[SHORT EXERCISE] Can you reproduce the listing below with every "Pin" swapped for "Mark" and nothing else altered?

[DATA FOR THIS TASK]
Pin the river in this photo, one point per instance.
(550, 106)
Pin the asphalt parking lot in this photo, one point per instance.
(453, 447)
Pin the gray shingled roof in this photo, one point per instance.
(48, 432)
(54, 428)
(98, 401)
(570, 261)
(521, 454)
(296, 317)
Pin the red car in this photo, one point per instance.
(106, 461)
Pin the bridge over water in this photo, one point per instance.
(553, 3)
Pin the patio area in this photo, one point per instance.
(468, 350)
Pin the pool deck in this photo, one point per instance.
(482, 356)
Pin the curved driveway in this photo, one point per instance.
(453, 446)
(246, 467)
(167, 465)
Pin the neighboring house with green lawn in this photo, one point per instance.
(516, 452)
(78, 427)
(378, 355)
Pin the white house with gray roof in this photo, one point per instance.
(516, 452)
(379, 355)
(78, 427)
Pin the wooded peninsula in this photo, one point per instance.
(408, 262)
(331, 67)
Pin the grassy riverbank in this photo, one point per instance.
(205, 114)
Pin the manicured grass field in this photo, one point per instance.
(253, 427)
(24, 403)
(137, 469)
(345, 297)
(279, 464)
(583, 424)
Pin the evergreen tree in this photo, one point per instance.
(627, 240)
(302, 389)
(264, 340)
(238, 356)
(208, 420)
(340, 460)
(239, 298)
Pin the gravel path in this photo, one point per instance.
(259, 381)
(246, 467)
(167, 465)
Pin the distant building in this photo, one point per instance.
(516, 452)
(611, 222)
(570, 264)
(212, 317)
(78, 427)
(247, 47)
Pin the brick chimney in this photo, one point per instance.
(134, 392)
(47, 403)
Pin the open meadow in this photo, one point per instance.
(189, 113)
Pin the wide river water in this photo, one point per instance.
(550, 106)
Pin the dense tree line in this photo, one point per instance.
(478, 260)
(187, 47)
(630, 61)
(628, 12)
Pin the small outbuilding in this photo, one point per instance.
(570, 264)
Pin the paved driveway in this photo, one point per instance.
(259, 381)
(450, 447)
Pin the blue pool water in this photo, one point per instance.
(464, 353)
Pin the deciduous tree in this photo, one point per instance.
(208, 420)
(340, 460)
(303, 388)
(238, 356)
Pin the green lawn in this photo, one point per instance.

[RESPONSE FOR THIS EXERCISE]
Mark the river in this photo, one point per instance.
(550, 106)
Mark the asphalt parking lot in this photo, one point per instance.
(453, 447)
Mark the gray shingled roof in this photo, one point per instance.
(48, 432)
(54, 428)
(98, 401)
(570, 261)
(521, 454)
(296, 317)
Mark the red car in this photo, one point per instance.
(106, 461)
Mark the bridge over water in this photo, one point per instance.
(553, 3)
Mark the patio area in this photo, one point per instance.
(468, 350)
Mark the pool deck in this photo, one point per instance.
(482, 356)
Mark the curved driveway in this photo, one point per instance.
(453, 446)
(246, 467)
(167, 465)
Mark the neighboring house with green lawn in this photo, one point per instance.
(516, 452)
(78, 427)
(378, 355)
Mark the white house with gray roof in this photo, one point per instance.
(516, 452)
(379, 355)
(78, 427)
Mark the wooded peninsula in this photo, one point per instance.
(408, 262)
(331, 67)
Mark the grassy riverbank in this photo, one point per instance.
(205, 114)
Mark the manicured grass field in this photo, one point per instance.
(253, 427)
(24, 403)
(137, 469)
(345, 297)
(279, 464)
(583, 424)
Mark the evergreen tree in this photo, one point per instance.
(627, 240)
(302, 389)
(264, 340)
(238, 356)
(208, 420)
(340, 460)
(239, 298)
Mark the gravel path in this photo, one point per instance.
(259, 381)
(246, 467)
(167, 465)
Mark the distant building in this photo, one point per instance.
(516, 452)
(611, 222)
(570, 264)
(212, 317)
(78, 427)
(247, 47)
Mark the brick chimney in this photo, one point per instance.
(134, 392)
(47, 403)
Mark the open meadow in this photo, one point per instance.
(189, 113)
Mark the wide river water in this photo, one point per instance.
(550, 106)
Mark the dense tree line in this photo, one point per instance.
(478, 260)
(187, 47)
(630, 61)
(628, 12)
Mark the small outbuilding in this photo, one point per instance.
(570, 264)
Mark the paved driveway in this photo, one point per instance.
(259, 381)
(450, 447)
Mark the blue pool water in this photo, one point per instance.
(464, 353)
Mark the deciduous tree in this photo, one point per instance.
(208, 420)
(340, 460)
(303, 388)
(238, 356)
Mark the green lawn in this photo, one point per instance.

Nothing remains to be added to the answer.